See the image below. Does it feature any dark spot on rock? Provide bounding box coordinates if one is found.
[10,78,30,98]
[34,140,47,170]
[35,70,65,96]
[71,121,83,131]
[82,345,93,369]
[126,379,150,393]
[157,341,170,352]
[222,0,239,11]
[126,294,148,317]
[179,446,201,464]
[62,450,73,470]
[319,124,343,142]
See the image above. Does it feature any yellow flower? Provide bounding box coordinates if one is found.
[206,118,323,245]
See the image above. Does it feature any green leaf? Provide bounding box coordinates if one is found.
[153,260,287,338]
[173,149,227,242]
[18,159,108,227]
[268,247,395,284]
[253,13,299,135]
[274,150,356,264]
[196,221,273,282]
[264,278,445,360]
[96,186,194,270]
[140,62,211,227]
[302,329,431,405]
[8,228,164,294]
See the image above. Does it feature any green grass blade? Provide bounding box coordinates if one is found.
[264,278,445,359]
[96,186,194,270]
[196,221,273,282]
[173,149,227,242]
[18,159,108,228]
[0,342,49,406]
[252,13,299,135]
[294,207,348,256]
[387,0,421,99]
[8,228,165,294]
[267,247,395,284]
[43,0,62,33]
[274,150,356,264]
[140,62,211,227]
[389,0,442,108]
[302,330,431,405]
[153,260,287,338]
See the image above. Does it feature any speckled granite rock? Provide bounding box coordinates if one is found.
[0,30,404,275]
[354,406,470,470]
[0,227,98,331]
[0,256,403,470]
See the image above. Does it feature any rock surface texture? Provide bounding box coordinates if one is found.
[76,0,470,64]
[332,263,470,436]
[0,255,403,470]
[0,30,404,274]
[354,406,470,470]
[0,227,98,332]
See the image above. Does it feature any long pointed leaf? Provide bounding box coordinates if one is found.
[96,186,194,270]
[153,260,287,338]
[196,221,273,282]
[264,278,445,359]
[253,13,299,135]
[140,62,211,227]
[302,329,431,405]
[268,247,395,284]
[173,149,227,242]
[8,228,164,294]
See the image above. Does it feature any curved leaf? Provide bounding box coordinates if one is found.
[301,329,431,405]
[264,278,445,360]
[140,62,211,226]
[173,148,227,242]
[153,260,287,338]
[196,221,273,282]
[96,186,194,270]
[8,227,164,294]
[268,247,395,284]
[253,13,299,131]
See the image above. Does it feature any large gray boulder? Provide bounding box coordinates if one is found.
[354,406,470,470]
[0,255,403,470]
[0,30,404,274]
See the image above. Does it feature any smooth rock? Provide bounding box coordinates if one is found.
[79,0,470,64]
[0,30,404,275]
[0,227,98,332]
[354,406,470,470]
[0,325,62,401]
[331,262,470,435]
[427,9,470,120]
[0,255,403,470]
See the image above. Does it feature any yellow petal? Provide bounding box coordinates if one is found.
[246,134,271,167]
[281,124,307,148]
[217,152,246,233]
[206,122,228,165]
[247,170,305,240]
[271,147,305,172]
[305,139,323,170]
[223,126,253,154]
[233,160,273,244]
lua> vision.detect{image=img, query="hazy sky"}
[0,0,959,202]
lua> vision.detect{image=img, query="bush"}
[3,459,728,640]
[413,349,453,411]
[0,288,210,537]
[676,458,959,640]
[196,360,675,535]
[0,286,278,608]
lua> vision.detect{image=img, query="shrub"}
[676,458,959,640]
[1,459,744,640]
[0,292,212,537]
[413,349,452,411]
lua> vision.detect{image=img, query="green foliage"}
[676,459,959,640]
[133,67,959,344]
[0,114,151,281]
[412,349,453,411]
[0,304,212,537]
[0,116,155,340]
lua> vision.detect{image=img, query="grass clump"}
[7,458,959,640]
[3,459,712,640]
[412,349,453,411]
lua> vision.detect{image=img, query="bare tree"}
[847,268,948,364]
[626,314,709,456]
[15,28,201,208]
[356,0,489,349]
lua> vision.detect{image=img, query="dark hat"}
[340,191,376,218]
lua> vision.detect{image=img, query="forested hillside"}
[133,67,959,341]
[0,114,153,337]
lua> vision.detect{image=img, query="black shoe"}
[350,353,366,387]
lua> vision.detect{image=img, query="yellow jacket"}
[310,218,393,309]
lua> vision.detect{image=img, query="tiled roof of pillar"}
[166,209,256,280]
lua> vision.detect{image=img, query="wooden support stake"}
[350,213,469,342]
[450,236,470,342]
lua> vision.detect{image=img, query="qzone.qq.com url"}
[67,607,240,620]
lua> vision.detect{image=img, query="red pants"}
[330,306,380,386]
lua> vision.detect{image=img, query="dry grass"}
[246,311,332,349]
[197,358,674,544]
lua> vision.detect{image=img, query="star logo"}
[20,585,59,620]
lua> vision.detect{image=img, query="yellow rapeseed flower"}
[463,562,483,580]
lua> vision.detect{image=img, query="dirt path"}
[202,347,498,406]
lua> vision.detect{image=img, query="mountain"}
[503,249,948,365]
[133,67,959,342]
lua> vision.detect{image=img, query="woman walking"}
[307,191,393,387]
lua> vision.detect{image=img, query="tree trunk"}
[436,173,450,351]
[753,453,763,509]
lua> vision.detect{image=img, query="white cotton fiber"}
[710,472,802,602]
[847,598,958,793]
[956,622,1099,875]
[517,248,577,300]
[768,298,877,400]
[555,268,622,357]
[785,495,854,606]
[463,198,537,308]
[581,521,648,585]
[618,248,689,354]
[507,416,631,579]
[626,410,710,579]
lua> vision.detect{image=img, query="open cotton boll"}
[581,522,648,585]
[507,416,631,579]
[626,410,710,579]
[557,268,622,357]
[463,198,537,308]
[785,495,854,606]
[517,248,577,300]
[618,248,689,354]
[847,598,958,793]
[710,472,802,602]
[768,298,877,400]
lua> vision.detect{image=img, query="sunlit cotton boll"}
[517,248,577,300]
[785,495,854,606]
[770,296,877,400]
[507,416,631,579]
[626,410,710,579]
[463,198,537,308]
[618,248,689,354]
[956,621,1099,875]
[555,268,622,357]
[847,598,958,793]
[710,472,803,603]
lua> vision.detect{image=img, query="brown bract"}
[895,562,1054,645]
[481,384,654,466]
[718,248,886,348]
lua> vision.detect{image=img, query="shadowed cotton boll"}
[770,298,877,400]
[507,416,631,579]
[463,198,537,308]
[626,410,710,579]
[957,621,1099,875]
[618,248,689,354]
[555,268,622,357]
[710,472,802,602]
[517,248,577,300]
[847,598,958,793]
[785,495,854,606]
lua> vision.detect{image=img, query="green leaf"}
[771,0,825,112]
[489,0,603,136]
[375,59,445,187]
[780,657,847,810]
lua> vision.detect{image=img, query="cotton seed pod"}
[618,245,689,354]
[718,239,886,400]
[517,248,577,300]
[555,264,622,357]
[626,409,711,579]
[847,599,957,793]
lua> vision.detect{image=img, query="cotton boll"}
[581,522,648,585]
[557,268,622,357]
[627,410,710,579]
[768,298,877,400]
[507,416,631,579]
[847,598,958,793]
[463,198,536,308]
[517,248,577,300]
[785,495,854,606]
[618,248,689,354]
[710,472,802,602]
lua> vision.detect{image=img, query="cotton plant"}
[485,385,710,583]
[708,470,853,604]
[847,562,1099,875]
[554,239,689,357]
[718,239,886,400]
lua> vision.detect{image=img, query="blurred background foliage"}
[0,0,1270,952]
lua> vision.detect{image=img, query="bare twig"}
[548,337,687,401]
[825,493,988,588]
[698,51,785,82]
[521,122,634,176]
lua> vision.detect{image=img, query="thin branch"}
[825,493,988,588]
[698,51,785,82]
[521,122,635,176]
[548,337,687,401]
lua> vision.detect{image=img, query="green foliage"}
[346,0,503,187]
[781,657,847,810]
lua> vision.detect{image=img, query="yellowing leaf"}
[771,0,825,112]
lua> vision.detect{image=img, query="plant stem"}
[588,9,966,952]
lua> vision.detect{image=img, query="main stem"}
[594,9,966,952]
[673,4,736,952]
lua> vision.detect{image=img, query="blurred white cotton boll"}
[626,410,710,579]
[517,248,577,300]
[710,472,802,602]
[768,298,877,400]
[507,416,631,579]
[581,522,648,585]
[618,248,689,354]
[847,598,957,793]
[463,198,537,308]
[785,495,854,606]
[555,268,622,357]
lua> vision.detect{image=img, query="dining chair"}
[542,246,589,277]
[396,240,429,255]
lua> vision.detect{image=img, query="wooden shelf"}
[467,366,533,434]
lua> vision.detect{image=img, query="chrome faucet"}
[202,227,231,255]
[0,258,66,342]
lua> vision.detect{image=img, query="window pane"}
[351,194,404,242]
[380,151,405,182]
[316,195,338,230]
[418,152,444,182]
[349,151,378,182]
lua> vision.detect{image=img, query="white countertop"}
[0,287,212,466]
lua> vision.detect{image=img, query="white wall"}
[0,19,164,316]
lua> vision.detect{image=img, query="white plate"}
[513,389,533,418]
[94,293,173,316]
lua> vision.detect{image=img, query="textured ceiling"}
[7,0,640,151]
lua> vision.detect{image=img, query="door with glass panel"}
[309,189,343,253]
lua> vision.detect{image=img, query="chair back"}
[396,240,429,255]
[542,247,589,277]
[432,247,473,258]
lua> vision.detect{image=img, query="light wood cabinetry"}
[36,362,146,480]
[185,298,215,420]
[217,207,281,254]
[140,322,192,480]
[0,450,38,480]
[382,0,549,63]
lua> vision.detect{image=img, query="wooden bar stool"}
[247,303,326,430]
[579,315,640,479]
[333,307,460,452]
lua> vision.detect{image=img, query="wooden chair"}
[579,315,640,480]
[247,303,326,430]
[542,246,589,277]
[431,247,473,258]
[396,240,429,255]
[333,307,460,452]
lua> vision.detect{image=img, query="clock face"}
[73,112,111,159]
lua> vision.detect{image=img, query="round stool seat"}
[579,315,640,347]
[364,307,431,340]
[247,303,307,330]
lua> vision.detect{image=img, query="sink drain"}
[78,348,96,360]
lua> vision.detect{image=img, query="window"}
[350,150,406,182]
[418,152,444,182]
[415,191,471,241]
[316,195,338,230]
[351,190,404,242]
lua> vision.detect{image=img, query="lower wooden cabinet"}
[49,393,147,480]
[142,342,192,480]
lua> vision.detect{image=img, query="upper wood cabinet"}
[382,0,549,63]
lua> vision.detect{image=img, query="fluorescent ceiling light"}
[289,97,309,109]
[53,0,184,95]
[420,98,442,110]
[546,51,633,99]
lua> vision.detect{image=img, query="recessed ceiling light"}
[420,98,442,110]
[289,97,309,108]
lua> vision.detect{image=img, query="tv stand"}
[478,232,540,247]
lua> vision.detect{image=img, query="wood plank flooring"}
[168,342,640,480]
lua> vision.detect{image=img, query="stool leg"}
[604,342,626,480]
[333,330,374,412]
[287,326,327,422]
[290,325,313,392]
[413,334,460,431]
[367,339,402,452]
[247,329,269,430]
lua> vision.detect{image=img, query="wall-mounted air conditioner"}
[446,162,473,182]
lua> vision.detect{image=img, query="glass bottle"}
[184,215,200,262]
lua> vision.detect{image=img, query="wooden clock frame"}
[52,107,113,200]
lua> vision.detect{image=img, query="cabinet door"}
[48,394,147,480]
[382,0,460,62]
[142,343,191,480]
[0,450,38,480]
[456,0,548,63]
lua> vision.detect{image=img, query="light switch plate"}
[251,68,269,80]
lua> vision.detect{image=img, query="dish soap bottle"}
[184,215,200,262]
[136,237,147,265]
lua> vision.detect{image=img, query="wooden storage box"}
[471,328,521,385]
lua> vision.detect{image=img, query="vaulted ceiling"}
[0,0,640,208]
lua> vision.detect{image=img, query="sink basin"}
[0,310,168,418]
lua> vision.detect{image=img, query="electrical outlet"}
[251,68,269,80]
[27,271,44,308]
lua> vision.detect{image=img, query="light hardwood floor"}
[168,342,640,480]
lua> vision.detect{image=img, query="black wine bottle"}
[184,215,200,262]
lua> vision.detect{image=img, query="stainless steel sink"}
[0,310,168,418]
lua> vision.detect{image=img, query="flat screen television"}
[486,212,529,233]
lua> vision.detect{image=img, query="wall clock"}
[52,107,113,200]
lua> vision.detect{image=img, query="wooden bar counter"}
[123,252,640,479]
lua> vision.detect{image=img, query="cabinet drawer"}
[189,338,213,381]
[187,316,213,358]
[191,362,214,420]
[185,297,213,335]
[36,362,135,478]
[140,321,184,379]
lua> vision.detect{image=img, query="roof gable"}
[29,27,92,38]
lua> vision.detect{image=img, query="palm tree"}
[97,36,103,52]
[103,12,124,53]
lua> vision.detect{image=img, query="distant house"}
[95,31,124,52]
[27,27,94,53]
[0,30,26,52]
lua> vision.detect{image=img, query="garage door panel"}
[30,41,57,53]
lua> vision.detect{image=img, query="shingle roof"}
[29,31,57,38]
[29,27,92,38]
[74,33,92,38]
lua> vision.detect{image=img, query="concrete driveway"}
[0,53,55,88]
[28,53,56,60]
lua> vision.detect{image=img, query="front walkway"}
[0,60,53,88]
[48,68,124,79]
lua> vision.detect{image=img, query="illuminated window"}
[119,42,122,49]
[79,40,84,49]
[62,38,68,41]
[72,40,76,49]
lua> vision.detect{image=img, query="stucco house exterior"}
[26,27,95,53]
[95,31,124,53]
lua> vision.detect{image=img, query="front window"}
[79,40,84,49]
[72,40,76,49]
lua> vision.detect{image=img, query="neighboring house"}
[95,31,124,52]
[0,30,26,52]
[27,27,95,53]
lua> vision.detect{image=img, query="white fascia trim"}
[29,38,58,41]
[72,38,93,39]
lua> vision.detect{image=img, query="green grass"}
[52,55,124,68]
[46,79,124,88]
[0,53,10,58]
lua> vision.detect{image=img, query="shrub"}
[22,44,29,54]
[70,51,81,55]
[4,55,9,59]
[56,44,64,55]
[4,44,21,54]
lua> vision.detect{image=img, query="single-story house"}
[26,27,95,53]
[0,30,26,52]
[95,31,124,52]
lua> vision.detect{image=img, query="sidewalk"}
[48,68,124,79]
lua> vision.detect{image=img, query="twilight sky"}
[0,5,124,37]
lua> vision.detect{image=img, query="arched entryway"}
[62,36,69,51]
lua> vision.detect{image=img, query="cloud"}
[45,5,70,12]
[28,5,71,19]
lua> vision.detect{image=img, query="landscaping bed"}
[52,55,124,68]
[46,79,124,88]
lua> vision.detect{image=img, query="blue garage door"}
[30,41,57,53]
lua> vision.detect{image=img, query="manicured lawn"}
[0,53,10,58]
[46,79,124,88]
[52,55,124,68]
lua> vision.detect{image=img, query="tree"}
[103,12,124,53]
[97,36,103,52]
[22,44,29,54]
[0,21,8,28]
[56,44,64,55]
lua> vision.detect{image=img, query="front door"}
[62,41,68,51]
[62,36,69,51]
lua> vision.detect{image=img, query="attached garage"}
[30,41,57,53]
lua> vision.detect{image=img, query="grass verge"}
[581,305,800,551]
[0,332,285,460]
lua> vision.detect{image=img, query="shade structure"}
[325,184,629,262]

Brief: Write out the entries verbatim, starting at the very first line and ending with the line that contains "[253,13,299,131]", with both of those lines included.

The solution:
See the image below. Does it feature any dark spot on rock? Provide bounding box coordinates if one is found.
[10,78,30,98]
[34,140,47,170]
[35,70,65,96]
[71,121,83,131]
[82,345,93,369]
[126,379,150,393]
[157,341,170,352]
[222,0,239,11]
[126,294,148,317]
[179,446,201,464]
[62,450,73,470]
[319,124,343,142]
See the image above. Does it feature any yellow flower? Provide bounding box coordinates if one is found.
[206,118,323,245]
See the image above. Does it feature any green leaf? Provide bounding box coordinates if one is found.
[153,260,287,338]
[173,149,227,242]
[18,159,108,227]
[268,247,395,284]
[253,13,299,135]
[274,150,356,264]
[196,221,273,282]
[264,278,445,360]
[96,186,194,270]
[140,62,211,227]
[302,329,431,405]
[8,228,164,294]
See the image above. Does it feature any green grass blade? Provide bounding box coordinates if one is found.
[264,278,445,359]
[96,186,194,270]
[196,221,273,282]
[173,149,227,242]
[18,159,108,228]
[0,342,49,406]
[252,13,299,135]
[294,207,348,256]
[387,0,421,99]
[8,228,165,294]
[267,247,395,284]
[43,0,62,33]
[274,150,356,264]
[140,62,211,227]
[389,0,442,108]
[302,330,431,405]
[153,260,287,338]
See the image above. Does it feature any speckled granite rock? Provide bounding box coordinates if one is found.
[0,30,404,275]
[354,406,470,470]
[0,227,98,331]
[0,256,403,470]
See the image above. Does it feature any rock surface texture? Provide bounding box coordinates if one is found.
[76,0,470,64]
[332,263,470,436]
[0,255,403,470]
[0,30,404,274]
[354,406,470,470]
[0,227,98,332]
See the image above. Does it feature any long pointed leaf? Provide bounding box coordinates if one is found.
[96,186,194,270]
[153,260,287,338]
[196,221,273,282]
[264,278,445,359]
[253,13,299,135]
[140,62,211,227]
[302,329,431,405]
[268,247,395,284]
[173,149,227,242]
[8,228,164,294]
See the image above. Does it feature any curved leaf? Provide bounding box coordinates if one is found.
[301,329,431,405]
[264,278,445,360]
[140,62,211,226]
[173,148,227,242]
[153,260,287,338]
[196,221,273,282]
[96,186,194,270]
[8,227,164,294]
[268,247,395,284]
[253,13,299,131]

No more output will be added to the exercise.